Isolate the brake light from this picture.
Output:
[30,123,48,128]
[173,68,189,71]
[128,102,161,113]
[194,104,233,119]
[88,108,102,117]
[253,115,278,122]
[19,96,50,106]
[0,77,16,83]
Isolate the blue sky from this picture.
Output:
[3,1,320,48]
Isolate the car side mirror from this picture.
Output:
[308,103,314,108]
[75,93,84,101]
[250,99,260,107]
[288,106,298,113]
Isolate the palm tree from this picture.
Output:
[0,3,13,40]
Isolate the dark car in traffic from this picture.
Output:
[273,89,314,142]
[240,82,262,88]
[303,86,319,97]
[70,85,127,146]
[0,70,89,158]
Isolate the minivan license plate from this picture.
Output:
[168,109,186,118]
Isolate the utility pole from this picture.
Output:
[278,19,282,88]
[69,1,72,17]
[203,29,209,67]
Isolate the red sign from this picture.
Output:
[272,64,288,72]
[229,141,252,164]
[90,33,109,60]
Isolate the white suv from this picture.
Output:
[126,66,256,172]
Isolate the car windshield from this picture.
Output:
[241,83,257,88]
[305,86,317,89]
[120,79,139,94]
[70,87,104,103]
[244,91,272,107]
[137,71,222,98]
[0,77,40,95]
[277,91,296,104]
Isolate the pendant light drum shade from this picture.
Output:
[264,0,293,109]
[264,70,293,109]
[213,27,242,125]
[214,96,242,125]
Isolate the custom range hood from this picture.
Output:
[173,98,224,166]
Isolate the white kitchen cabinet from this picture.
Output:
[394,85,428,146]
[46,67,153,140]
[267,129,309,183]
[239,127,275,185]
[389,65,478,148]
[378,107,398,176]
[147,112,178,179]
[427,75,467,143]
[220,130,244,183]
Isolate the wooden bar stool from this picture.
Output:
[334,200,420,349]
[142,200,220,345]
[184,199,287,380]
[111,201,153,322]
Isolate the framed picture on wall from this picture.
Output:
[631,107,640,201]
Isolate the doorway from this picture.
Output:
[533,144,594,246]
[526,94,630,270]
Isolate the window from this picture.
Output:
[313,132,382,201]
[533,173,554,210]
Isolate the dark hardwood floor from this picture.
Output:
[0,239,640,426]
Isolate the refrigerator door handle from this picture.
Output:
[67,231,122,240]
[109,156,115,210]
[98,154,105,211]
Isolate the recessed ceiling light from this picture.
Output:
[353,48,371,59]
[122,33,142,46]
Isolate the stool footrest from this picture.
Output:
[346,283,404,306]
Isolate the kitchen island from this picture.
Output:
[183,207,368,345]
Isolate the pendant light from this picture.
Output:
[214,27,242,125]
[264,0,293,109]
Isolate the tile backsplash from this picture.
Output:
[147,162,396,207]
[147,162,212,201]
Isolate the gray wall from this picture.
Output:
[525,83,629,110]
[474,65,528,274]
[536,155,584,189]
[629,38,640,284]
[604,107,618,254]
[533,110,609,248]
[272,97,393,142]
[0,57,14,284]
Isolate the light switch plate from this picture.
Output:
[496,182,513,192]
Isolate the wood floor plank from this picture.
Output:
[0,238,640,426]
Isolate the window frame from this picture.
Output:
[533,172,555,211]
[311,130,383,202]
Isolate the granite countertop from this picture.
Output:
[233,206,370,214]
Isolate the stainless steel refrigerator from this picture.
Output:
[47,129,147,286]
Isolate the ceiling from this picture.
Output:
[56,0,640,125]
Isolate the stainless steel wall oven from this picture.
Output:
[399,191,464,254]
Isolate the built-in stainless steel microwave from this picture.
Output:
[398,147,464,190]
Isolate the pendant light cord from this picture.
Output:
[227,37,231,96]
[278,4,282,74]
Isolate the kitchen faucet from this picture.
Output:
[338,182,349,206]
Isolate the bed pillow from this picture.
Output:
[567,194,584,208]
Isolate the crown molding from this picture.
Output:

▬▬▬

STATED GOAL: Reproduce all of the data above line for line, changing nothing.

FINAL RESULT:
Isolate the brake light from this picture.
Output:
[30,123,48,128]
[173,68,189,71]
[128,102,161,113]
[194,104,233,119]
[88,108,102,117]
[253,115,278,122]
[19,96,50,106]
[0,77,16,83]
Isolate the blue sky from this picture.
Output:
[3,1,320,48]
Isolate the car side mirror from this picture.
Output:
[308,103,314,108]
[75,93,84,101]
[250,99,260,107]
[288,106,298,113]
Isolate the palm tree from this picture.
Output:
[0,3,13,40]
Isolate the dark car in traffic from this picture.
Output:
[273,89,314,142]
[240,82,262,88]
[303,86,319,97]
[70,85,127,146]
[0,70,89,158]
Isolate the minivan license plate from this picture.
Output:
[168,109,186,118]
Isolate the utility pole from this picture.
Output:
[278,19,282,88]
[69,1,72,17]
[203,29,209,67]
Isolate the red sign from this picture.
Output:
[272,64,288,72]
[229,141,252,164]
[90,33,109,60]
Isolate the white suv from this picture.
Output:
[126,66,256,172]
Isolate the car windshield from this picture.
Output:
[241,83,257,88]
[305,86,317,89]
[120,79,139,94]
[70,87,104,103]
[244,91,272,107]
[137,71,222,98]
[0,77,40,95]
[277,91,296,104]
Isolate the pendant light drum shade from this picture.
Output:
[264,0,293,109]
[264,70,293,109]
[213,27,242,125]
[214,96,242,125]
Isolate the custom range hood from this picture.
Output:
[173,98,224,166]
Isolate the white kitchen cabinet from this picture.
Output:
[394,85,428,146]
[46,67,153,140]
[267,129,309,183]
[239,127,275,185]
[389,65,478,148]
[378,107,398,176]
[147,112,178,179]
[427,75,467,143]
[220,130,244,183]
Isolate the wooden bar stool from this picture.
Output:
[334,200,420,349]
[142,200,220,345]
[184,199,287,380]
[111,201,153,322]
Isolate the framed picture on wall from this picture.
Output:
[631,107,640,201]
Isolate the doorway from this picture.
Output:
[533,144,594,246]
[526,94,630,270]
Isolate the window from this picture.
Output:
[313,132,382,201]
[533,173,554,210]
Isolate the dark hardwood floor from this picture.
Output:
[0,239,640,426]
Isolate the refrigerator door handle from this picture.
Output:
[67,231,122,240]
[109,156,115,210]
[98,154,105,211]
Isolate the recessed ceiling light from this picture.
Output:
[353,48,371,59]
[122,33,142,46]
Isolate the stool footrest from this picture.
Output:
[346,283,404,306]
Isolate the kitchen island from this picture.
Output:
[183,207,368,345]
Isolate the pendant light from this picture.
Output:
[214,27,242,125]
[264,0,293,109]
Isolate the tile backsplash from this picture.
Output:
[147,162,396,207]
[147,162,212,201]
Isolate the gray wall from this picture.
Output:
[525,83,629,110]
[474,65,528,274]
[536,155,584,189]
[629,38,640,284]
[604,107,618,254]
[533,110,609,248]
[272,97,393,142]
[0,57,14,284]
Isolate the light switch plate from this picture.
Output:
[496,182,513,192]
Isolate the wood floor plank from this picture.
Output:
[0,238,640,426]
Isolate the window frame from this picture.
Output:
[533,172,555,211]
[311,130,383,202]
Isolate the granite countertop from this picture.
Output:
[233,206,370,214]
Isolate the stainless steel refrigerator from this picture.
Output:
[47,129,147,286]
Isolate the ceiling from this picture.
Output:
[56,0,640,125]
Isolate the stainless steel wall oven from this picture.
Output:
[399,191,464,254]
Isolate the built-in stainless steel microwave from this picture.
Output:
[398,147,464,190]
Isolate the pendant light cord from this picture.
Output:
[227,37,231,96]
[278,4,282,74]
Isolate the kitchen faucet from this picture.
Output:
[338,182,349,206]
Isolate the bed pillow from this picture.
Output:
[567,194,584,208]
Isolate the crown molding from this picture.
Output:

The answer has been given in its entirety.